- **Dataset records**:
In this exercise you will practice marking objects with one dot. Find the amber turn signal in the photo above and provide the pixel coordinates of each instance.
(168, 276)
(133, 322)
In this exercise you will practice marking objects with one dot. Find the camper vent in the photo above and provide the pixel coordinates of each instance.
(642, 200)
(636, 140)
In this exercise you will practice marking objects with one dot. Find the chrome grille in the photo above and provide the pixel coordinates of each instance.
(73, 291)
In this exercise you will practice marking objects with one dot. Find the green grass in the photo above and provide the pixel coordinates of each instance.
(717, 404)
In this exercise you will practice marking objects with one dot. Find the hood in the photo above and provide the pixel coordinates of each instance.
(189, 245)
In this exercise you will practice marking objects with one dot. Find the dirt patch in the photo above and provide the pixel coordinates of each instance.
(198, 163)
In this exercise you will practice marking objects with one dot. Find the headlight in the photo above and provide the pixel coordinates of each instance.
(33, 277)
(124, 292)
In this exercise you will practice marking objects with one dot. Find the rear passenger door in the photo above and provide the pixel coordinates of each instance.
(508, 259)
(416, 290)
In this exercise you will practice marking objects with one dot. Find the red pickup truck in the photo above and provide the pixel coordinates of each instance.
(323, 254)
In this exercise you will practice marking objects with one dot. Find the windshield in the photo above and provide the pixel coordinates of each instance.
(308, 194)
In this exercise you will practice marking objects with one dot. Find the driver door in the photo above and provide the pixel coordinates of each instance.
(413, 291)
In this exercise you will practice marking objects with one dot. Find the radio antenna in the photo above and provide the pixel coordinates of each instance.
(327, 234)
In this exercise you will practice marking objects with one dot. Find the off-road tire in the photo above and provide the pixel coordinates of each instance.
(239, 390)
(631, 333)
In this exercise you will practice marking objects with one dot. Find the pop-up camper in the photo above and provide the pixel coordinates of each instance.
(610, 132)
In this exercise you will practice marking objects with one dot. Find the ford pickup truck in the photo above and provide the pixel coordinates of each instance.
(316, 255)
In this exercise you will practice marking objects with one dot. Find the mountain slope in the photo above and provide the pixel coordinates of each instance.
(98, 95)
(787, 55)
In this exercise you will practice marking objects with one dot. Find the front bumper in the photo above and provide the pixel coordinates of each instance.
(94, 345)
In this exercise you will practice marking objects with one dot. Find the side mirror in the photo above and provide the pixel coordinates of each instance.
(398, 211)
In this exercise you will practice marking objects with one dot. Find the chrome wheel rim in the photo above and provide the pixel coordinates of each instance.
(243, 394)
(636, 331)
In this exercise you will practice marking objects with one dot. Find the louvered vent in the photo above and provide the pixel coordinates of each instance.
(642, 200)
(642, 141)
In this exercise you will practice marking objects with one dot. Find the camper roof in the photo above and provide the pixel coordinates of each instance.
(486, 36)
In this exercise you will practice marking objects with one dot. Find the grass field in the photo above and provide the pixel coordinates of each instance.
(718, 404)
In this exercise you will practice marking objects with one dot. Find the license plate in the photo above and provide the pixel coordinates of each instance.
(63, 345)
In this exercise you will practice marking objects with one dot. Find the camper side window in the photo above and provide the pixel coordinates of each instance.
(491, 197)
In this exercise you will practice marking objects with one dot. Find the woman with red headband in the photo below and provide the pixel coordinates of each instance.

- **Aim**: Reproduce the complete set of lines precisely as supplied.

- **Full solution**:
In this exercise you will practice marking objects with one dot. Find the amber turn signal in the photo above and provide the pixel coordinates of each instance.
(168, 276)
(133, 322)
In this exercise you will practice marking objects with one dot. Find the camper vent in the photo above and provide the pixel coordinates of each instance.
(642, 200)
(636, 140)
In this exercise you will practice marking objects with one dot. Find the chrome grille in the photo above and provide the pixel coordinates of each instance.
(73, 291)
In this exercise you will practice marking objects with one dot. Find the green grass in the photo above and provide the pixel coordinates of each instance.
(717, 404)
In this exercise you will practice marking objects with one dot. Find the hood in the photo above and provide the pixel coordinates of each instance.
(189, 245)
In this exercise you will practice marking objects with one dot. Find the dirt patch in the photo above and provide the pixel coordinates of each instance.
(198, 163)
In this exercise you will practice marking objects with one dot. Find the headlight in the photo above and provide the pixel coordinates of each instance.
(33, 277)
(124, 292)
In this exercise you will practice marking objects with one dot. Find the rear passenger door in the photo above and provide the pixel coordinates of each instance.
(508, 259)
(416, 290)
In this exercise you will practice marking objects with one dot. Find the red pickup truck in the photo above and provide the pixel coordinates of each instance.
(323, 254)
In this exercise you will practice marking objects with one dot. Find the windshield in the photo above and provide the pixel coordinates of each instance.
(308, 194)
In this exercise you will practice marking objects with one dot. Find the driver door in the photo above and provide the pixel coordinates of each instance.
(413, 291)
In this exercise you will practice marking objects with one dot. Find the radio antenna in the photo above and provide the pixel coordinates of each instance.
(327, 234)
In this exercise you will practice marking objects with one dot. Find the off-road tire in the photo above and provide the pixel coordinates of each instance.
(239, 390)
(631, 333)
In this exercise you will practice marking objects with one dot. Find the pop-up camper in the photo above and provide the pixel coordinates of each instance.
(610, 132)
In this exercise you will practice marking objects with one dot. Find the ford pickup truck in the photo above and provide the pixel coordinates of each instance.
(316, 255)
In this exercise you will practice marking objects with one dot. Find the mountain slope in the photo above and provide the pixel coordinates of each instance.
(98, 95)
(787, 55)
In this exercise you will practice marking objects with one dot. Find the front bumper in the photo above and provide the pixel coordinates of each instance.
(94, 345)
In this exercise you will practice marking objects with one dot. Find the side mirror in the photo above and provide the pixel coordinates of each instance.
(398, 211)
In this exercise you will practice marking objects with one dot. Find the chrome wheel rim in the photo above and provide the pixel coordinates of each instance.
(243, 394)
(636, 331)
In this exercise you will practice marking objects with one dot. Find the louvered vent in the photo above and provide the pixel coordinates of each instance.
(642, 200)
(642, 141)
In this exercise you will practice marking objects with one dot. Find the camper roof in the photo above and provide the pixel coordinates of each instance.
(486, 36)
In this exercise you will practice marking objects with one dot. Find the grass field in the photo above and provide the pixel coordinates of each instance.
(718, 404)
In this exercise you will practice marking objects with one dot. Find the license plate in the photo above and provide the pixel coordinates of each instance.
(63, 345)
In this exercise you will practice marking objects with one dot. Find the camper side window in the photo above and provide the pixel coordinates of each instance.
(491, 197)
In this exercise you will practice marking objects with one dot. Find the woman with red headband in the photo below and provide the pixel coordinates of each instance.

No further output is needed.